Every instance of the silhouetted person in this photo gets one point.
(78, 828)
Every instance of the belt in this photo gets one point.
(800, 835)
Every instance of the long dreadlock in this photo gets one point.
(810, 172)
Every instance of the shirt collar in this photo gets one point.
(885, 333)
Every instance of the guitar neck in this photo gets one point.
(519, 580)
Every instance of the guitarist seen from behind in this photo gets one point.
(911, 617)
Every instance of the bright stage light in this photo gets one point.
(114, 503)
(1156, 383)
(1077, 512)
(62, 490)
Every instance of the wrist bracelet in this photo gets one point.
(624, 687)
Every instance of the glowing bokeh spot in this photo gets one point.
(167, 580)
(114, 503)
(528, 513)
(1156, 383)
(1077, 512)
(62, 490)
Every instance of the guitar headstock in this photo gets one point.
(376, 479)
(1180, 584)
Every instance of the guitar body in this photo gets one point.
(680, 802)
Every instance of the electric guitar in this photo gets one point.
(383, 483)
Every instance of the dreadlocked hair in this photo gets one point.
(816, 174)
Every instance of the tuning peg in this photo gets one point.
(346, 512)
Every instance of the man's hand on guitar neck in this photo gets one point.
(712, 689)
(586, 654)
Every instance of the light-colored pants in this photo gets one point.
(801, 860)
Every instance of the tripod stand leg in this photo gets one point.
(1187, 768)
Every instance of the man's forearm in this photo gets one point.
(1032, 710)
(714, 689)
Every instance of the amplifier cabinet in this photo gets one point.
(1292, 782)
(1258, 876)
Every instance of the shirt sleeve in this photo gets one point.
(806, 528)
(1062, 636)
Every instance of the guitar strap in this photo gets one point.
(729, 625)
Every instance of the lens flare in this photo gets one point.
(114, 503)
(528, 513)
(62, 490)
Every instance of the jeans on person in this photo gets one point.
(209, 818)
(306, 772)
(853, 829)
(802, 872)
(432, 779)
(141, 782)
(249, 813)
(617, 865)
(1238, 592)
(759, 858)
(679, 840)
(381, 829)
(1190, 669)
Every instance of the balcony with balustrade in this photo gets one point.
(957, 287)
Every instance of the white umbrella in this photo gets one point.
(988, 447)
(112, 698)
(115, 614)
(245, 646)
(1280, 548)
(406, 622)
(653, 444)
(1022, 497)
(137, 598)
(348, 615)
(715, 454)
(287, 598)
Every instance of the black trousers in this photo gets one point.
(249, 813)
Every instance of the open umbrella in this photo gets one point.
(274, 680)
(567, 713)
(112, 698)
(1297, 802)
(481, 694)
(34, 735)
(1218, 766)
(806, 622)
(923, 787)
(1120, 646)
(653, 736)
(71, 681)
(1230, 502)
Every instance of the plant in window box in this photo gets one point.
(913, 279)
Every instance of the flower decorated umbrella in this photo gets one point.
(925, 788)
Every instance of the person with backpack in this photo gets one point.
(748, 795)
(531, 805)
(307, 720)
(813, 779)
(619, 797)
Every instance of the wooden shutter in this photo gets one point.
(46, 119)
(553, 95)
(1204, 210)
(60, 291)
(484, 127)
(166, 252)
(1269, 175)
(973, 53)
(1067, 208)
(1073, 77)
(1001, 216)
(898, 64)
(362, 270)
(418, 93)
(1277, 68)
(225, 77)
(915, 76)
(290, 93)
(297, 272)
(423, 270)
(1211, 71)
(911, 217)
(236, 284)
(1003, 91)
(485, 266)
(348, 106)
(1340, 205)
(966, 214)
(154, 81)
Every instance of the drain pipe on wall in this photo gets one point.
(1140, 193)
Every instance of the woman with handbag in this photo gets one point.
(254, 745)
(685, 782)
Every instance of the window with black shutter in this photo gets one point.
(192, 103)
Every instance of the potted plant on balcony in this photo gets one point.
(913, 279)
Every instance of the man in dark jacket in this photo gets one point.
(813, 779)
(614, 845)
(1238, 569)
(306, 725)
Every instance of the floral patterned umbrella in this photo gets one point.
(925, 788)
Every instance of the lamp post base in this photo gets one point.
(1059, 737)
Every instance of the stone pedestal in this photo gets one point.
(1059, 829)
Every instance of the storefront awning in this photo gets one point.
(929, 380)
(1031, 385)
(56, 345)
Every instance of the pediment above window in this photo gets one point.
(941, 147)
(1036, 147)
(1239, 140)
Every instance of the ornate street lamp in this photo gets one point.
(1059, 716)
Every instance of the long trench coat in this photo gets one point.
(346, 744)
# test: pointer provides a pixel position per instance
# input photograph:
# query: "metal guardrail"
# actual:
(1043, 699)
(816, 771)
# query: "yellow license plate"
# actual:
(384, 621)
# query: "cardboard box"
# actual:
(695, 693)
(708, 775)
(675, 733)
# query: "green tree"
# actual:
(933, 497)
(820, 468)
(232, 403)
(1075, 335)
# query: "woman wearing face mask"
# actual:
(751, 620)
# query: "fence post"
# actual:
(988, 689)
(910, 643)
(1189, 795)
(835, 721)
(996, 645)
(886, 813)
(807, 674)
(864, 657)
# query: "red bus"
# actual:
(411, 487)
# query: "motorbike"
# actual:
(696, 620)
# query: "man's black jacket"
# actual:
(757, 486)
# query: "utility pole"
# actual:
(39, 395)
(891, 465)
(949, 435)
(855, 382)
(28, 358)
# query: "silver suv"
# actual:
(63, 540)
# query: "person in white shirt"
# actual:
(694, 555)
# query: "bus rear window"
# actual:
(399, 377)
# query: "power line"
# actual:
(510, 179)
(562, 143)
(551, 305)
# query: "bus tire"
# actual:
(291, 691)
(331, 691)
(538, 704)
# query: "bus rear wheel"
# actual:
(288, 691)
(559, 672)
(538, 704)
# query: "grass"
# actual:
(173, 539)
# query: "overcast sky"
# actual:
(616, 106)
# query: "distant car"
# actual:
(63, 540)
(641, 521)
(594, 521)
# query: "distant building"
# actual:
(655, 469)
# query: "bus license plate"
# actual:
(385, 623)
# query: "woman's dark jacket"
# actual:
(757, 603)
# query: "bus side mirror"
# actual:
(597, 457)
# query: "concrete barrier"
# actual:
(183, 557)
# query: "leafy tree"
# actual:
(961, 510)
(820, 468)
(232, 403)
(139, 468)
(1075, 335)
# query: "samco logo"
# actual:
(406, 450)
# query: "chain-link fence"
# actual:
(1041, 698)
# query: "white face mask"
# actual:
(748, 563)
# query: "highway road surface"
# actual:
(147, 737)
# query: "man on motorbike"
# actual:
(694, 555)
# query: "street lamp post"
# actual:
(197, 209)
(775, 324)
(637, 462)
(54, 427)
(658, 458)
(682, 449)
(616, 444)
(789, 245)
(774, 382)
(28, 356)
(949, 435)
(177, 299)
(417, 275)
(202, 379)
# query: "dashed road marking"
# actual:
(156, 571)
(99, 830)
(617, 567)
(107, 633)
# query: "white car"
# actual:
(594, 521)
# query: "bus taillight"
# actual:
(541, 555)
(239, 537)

───

BRIEF:
Show each line of the items above that contains the word "mask". Case counts.

COMPLETED EXERCISE:
# query: "woman wearing face mask"
# query: "white face mask"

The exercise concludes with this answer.